▸ **WORK INSTRUCTIONS**:
a) Answer these questions from the text on UV light from power lines, marking each answer (i), (ii), (iii) to match:
(i) In which journal were the works published?
(ii) Scientists from which two universities calculated the amount of light released when the charges burst?
(iii) Which animals did the scientists observe avoiding power lines?
b) Write a short paragraph that picks up the text on UV light from power lines after its final sentence.

::: EXCERPTED TEXT

According to the BBC an international team has identified UV (ultra violet) sensitivity in various animals according to works published in the journal Conservation Biology.

There is also a possibility that migration could be effected by the cables.

These UV flashes happen when the charges in the cables build and have to be released into the atmosphere.

Scientists form the Arctic University of Norway and University College London calculated the amount of light that is released when these charges burst.

Although we cannot see these charges the team of researchers discovered that the light held wavelengths that could be viewed by certain mammals.

According to Professor Glen Jeffery there are various species of mammals that can see some UV light.

Humans and monkeys are one of the few mammals that cannot see UV light.

The scientists began observing reindeer, what they noticed was that many reindeer avoided power lines that were running across the Arctic tundra.

::::::
::: EXTRACTED DATA

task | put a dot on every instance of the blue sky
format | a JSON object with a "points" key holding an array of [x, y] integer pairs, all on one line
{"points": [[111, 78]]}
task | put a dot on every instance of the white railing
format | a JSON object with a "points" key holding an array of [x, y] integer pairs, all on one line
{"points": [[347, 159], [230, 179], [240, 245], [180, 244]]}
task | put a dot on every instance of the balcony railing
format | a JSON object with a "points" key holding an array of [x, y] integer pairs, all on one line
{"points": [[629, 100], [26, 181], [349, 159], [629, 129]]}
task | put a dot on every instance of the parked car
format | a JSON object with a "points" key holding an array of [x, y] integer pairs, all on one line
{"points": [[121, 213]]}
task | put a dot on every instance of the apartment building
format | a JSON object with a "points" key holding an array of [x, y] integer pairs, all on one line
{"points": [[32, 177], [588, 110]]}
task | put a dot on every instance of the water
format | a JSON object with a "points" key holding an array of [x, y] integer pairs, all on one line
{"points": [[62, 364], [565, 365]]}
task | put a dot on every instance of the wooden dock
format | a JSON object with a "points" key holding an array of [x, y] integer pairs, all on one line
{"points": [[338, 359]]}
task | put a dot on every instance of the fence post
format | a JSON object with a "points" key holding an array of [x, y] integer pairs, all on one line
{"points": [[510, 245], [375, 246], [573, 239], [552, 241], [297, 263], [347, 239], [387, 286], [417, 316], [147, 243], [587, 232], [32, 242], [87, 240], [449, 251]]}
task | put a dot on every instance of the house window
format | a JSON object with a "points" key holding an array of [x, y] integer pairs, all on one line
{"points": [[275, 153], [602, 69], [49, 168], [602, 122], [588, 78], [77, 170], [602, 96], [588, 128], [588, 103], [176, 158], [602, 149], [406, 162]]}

::::::

▸ **RESPONSES IN ORDER**:
a)
(i) Conservation Biology
(ii) The Arctic University of Norway and University College London
(iii) Reindeer

b)
Dr Nicholas Tyler, another author within the study stated that it was assumed that reindeer like many other forest animals stayed away from areas that were cleared out were pylons would soon be installed.

In the Arctic this explanation cannot be used as there are few trees, but the reindeer still stay clear of power lines.

The study suggests that various animals stay at least 5km clear of the power lines.

This study will have a global impact on the study of migration patterns of mammals.

Imagine huge flashes of light in the dark Arctic, this would most definitely deter animals from getting closer to power lines or moving between them.

The other problem is that these flashes of light are so random and unpredictable, which means that most animals cannot adapt to them.